* Start Data supplied *

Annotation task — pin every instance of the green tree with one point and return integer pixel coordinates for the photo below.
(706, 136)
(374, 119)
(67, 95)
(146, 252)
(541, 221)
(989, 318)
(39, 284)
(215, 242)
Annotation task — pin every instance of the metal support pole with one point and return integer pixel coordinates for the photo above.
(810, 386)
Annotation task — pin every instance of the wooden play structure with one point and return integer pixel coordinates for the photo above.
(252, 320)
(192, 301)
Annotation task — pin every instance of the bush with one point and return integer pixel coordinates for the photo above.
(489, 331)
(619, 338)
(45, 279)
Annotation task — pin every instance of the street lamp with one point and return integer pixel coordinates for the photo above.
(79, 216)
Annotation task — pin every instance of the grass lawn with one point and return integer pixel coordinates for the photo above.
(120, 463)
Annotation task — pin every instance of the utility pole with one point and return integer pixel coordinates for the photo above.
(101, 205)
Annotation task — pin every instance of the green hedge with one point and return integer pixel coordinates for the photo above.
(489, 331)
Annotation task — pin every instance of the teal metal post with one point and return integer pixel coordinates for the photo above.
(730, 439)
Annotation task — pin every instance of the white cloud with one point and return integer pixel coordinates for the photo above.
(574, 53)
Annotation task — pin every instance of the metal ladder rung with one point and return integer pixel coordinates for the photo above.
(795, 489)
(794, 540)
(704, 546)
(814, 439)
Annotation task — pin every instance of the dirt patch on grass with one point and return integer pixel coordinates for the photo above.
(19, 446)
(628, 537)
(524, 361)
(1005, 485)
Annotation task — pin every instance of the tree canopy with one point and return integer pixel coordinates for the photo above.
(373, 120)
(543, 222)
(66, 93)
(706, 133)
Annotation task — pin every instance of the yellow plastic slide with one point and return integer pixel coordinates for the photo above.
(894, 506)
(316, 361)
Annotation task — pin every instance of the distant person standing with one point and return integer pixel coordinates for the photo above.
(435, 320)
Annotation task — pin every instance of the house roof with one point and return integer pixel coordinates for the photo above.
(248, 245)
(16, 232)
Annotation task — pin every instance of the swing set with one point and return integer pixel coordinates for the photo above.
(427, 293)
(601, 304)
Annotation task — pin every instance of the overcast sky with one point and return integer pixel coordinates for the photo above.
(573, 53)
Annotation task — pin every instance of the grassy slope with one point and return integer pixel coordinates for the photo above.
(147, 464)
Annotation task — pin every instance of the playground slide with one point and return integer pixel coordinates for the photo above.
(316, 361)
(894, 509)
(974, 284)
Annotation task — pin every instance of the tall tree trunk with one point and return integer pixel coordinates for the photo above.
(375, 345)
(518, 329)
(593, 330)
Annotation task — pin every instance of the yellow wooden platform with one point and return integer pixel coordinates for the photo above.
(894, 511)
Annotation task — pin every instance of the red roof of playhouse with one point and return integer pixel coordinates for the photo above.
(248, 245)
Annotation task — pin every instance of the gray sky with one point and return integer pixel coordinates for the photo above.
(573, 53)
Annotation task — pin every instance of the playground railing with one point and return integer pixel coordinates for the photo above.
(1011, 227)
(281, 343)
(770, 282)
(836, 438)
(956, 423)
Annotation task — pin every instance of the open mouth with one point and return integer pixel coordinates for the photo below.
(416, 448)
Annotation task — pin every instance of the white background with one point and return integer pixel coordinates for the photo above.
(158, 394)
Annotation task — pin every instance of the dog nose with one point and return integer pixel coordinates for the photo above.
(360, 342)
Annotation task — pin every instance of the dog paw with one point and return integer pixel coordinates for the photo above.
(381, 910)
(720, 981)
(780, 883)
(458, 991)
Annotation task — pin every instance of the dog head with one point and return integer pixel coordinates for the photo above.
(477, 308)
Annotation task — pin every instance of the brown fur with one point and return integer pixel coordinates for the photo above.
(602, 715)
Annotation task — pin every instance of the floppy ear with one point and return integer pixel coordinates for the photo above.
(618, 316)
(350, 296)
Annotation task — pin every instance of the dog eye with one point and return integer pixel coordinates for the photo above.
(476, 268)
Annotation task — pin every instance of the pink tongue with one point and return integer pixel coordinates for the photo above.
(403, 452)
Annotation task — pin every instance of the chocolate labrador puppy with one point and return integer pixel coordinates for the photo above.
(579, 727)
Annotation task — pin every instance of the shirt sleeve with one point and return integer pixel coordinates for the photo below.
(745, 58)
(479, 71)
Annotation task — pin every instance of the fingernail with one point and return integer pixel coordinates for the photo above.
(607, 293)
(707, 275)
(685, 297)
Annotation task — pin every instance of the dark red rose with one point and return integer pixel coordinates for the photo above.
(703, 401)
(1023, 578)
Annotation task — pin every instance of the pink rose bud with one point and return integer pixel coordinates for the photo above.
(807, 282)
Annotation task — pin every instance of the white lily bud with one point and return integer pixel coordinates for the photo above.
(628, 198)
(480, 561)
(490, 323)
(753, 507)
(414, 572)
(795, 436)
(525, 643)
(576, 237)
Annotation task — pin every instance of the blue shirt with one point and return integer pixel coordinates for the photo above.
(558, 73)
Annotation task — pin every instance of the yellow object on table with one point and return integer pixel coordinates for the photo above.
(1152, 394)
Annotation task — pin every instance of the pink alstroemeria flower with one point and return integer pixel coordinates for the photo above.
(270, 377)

* End Data supplied *

§ The task
Return all of the data above unchanged, line for line.

§ Response
Annotation task — pin every instance of the green tree with one point and return integer pixel coordinates for the photo below.
(706, 136)
(374, 119)
(67, 95)
(146, 252)
(541, 221)
(989, 318)
(39, 284)
(215, 242)
Annotation task — pin every instance of the metal support pole with one point and return integer pixel coordinates for the photo above.
(810, 386)
Annotation task — pin every instance of the wooden play structure with one point and return integer pixel coordinates for the photo above.
(252, 320)
(192, 301)
Annotation task — pin every instance of the bush with one point and return integer pixel coordinates for the photo above.
(489, 331)
(619, 338)
(45, 279)
Annotation task — pin every instance of the street lamp with one point and return integer pixel coordinates for the photo above.
(79, 216)
Annotation task — pin every instance of the grass lawn with one point and return integer pixel coordinates for the photo above.
(120, 463)
Annotation task — pin every instance of the utility pole with one point and return integer pixel coordinates for the photo above.
(101, 205)
Annotation task — pin every instance of the green hedge with one point and return integer pixel coordinates for the photo above.
(489, 331)
Annotation task — pin every instance of the teal metal post with one point and return integer pixel coordinates for the photo above.
(730, 439)
Annotation task — pin every instance of the white cloud with one point and return integer pixel coordinates for the photo above.
(574, 53)
Annotation task — pin every instance of the metal ladder rung with one point and return integer pixel coordinates for the photo above.
(795, 489)
(794, 540)
(704, 546)
(814, 439)
Annotation task — pin every instance of the dirt patch on grass with one point and return integer pixel coordinates for the photo above.
(19, 446)
(628, 537)
(524, 361)
(1005, 485)
Annotation task — pin every instance of the tree canopy with one point and return integer pixel coordinates for the photo above.
(373, 120)
(543, 222)
(66, 93)
(706, 133)
Annotation task — pin every instance of the yellow plastic slide with one point and return integer pixel coordinates for the photo above.
(894, 506)
(316, 361)
Annotation task — pin every instance of the distant person standing with one point and return integer pixel coordinates for the photo above.
(435, 320)
Annotation task — pin every instance of the house roof with one point and return integer pixel coordinates for the photo above.
(248, 245)
(16, 232)
Annotation task — pin every instance of the swing set with one point and return integer pixel coordinates for the photo above.
(427, 293)
(601, 304)
Annotation task — pin every instance of the overcast sky with one point and return integer pixel coordinates for the photo above.
(573, 53)
Annotation task — pin every instance of the grassy slope with one point and return integer pixel coordinates for the photo above.
(147, 464)
Annotation task — pin every instance of the playground slide with one point and return integer pixel coordinates for the photo above.
(316, 361)
(894, 509)
(974, 284)
Annotation task — pin every instance of the tall tree trunk with one point and return integer pixel coordinates for the photo above.
(375, 345)
(518, 329)
(593, 330)
Annotation task — pin every instance of the yellow wooden platform with one point and return integer pixel coordinates for the photo above.
(894, 511)
Annotation task — pin every instance of the red roof of playhouse with one point and return integer pixel coordinates for the photo above.
(248, 245)
Annotation task — pin every instance of the gray sky with one point and return integer pixel coordinates for the photo above.
(573, 53)
Annotation task — pin every instance of the playground railing with one point and return integer pixel coordinates for the photo above.
(1011, 227)
(281, 343)
(770, 282)
(836, 438)
(956, 423)
Annotation task — pin every instance of the open mouth with one point and return integer pixel coordinates for the photo below.
(416, 448)
Annotation task — pin every instance of the white background with one point and return integer pixel coordinates for the photo above.
(158, 394)
Annotation task — pin every instance of the dog nose with one point and return integer pixel coordinates for the photo above.
(360, 342)
Annotation task — pin every instance of the dog paw with one point and return integer pixel coordinates for the photo above.
(381, 910)
(720, 981)
(780, 883)
(458, 991)
Annotation task — pin every instance of the dog head with one point and return integer pixel coordinates for the photo above.
(477, 308)
Annotation task — pin every instance of the brown fur with one point and return integer pixel coordinates for the photo above.
(602, 715)
Annotation task — pin every instance of the floppy ear with one point and return integer pixel coordinates for the photo above.
(618, 316)
(350, 296)
Annotation task — pin every instance of the dog eye with one point and return integer pixel coordinates for the photo above.
(476, 268)
Annotation task — pin every instance of the pink tongue with one point and return integer pixel coordinates for the photo above.
(403, 452)
Annotation task — pin every instance of the chocolate labrador puppy with one point and return integer pixel coordinates for the photo above.
(579, 727)
Annotation task — pin every instance of the shirt sleeve with one point and return integer pixel coordinates for the photo below.
(745, 58)
(479, 71)
Annotation task — pin every instance of the fingernail with one point and return integer pixel coordinates for the photo above.
(607, 293)
(707, 275)
(685, 297)
Annotation task — pin every instance of the dark red rose with one point and return integer pixel coordinates for the photo above.
(703, 401)
(1023, 578)
Annotation task — pin every instance of the pink rose bud with one point and return integer pixel coordinates for the photo above.
(807, 282)
Annotation task — pin every instance of the white lily bud with one point and return integer pixel coordinates for the photo above.
(628, 198)
(480, 561)
(490, 323)
(753, 507)
(414, 572)
(795, 436)
(525, 643)
(576, 237)
Annotation task — pin every instance of the blue shirt with one point and return integer pixel coordinates for the photo above.
(558, 73)
Annotation task — pin every instance of the yellow object on table with one point and return integer pixel coordinates for the photo above.
(1152, 394)
Annotation task — pin every instance of the pink alstroemeria flower with one point and return integer pixel coordinates for the photo above.
(270, 377)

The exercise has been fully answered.